▶ Instructions to follow: Reproduce the listing verbatim.

▶ Data entries:
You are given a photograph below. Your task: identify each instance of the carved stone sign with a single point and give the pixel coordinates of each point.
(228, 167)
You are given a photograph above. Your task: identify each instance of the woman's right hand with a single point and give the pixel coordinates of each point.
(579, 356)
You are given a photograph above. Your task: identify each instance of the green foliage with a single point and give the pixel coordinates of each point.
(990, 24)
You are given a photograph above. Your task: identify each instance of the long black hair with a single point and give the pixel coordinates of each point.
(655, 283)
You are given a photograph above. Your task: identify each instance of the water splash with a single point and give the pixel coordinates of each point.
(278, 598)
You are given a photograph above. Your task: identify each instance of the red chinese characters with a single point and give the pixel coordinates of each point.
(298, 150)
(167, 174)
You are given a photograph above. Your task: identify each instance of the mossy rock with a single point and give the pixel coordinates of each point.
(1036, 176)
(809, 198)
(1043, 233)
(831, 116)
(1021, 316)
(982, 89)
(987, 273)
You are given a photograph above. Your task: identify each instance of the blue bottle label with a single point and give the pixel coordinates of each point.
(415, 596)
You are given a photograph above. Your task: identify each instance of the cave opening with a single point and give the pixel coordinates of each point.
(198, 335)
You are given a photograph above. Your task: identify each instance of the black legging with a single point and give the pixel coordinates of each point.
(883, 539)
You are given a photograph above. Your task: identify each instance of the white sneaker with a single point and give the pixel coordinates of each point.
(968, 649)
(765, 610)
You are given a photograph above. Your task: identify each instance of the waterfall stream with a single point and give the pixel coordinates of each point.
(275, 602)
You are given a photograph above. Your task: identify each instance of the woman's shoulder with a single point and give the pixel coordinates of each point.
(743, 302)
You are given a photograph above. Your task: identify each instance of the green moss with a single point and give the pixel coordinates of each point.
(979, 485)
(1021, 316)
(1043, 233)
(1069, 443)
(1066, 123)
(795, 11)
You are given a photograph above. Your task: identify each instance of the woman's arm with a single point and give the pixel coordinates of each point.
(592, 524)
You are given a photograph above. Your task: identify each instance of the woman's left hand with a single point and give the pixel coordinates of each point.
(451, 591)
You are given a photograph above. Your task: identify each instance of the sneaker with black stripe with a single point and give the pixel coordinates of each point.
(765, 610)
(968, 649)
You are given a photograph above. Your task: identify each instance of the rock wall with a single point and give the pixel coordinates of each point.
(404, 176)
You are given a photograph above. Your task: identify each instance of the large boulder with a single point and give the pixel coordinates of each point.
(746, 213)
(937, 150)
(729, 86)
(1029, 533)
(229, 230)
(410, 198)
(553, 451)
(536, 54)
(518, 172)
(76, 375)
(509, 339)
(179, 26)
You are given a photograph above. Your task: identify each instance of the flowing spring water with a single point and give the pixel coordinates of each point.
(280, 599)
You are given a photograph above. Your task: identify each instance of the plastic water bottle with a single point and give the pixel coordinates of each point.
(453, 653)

▶ Solution to the exercise:
You are given a photograph below. Your task: identify each instance of the carved stone sign with a single point and give the pixel coordinates of each point.
(228, 167)
You are given a photograph above. Your task: identify each instance of the woman's right hand with a single point and give the pixel coordinates of each point.
(579, 356)
You are given a photograph above. Your task: identify each instance of the green foliage with a single point and give the pixel coordinates of each point.
(990, 24)
You are given a photograph above. Your task: identify each instance of the long black hair with a single point and give the pixel coordinates of each point.
(655, 283)
You are given a photograph above. Your task: identify each instance of the water splash with a single point and give the pixel coordinates of each point.
(278, 598)
You are given a photograph above. Your task: identify each instance of the red chinese characters with a single point and give the pixel coordinates of each point.
(298, 150)
(167, 174)
You are given a photograph above. Your task: identify each instance of the mossy rock with a single point and give the pixel coordinates of each point.
(1036, 176)
(809, 198)
(1043, 233)
(831, 116)
(1021, 316)
(982, 89)
(987, 273)
You are given a photograph above. Your task: identify each instance of the blue bottle label with a single point and give the pixel coordinates of each point.
(415, 596)
You are given a photograph above. Your task: identify each instance of the cave opening with a single point and give the pixel coordinates of each point.
(198, 335)
You are given a photograph above. Your task: identify each instance of the black legging with a single point and give the pixel coordinates of each point.
(883, 539)
You are given a photograph above. Your task: identify each instance of the white sneaker with a single point and give the pixel coordinates of each point.
(968, 649)
(765, 610)
You are given a photograph above. Your task: identify each instance of the waterfall stream with a single point and give the pixel coordinates of each point.
(275, 602)
You are given a photograph above. Your task: identify each instance of the woman's shoulder with a single point and give the pixel coordinates of each point.
(743, 302)
You are given a photograph above. Your task: identify each instance of the green moss with a single point and give the pixel coordinates of each point.
(979, 485)
(1021, 316)
(1043, 233)
(1069, 443)
(1066, 123)
(795, 11)
You are given a photograph above. Your task: identify each instance of the woman's arm with a single point and give the pixel coordinates of each point.
(592, 524)
You are given a photograph above. Your task: identify each instance of the woman's left hand with a single point and give the pixel coordinates of each point.
(451, 591)
You are given a photograph above. Your task: identify each instance of the sneaker with black stripe with a single point and give the pixel coordinates of each point.
(765, 610)
(968, 649)
You are given a photograph above. Your task: identify each instance of the rock wall with a single point and give the pixel coordinates of each point.
(404, 176)
You are given a photograph above. Your task: identify each instance of the large boulder with a single point and give the pixel coordinates of each point.
(746, 213)
(937, 150)
(729, 86)
(1029, 533)
(229, 230)
(410, 198)
(553, 451)
(536, 54)
(518, 172)
(76, 375)
(509, 339)
(179, 26)
You are given a photograph above. Your task: identify each instance of the flowing spring water with a single point and give the pixel coordinates of each point.
(280, 599)
You are given a photograph above. Your task: identify each instance of the plastic water bottle with a single point and give the pixel coordinates of each point.
(453, 653)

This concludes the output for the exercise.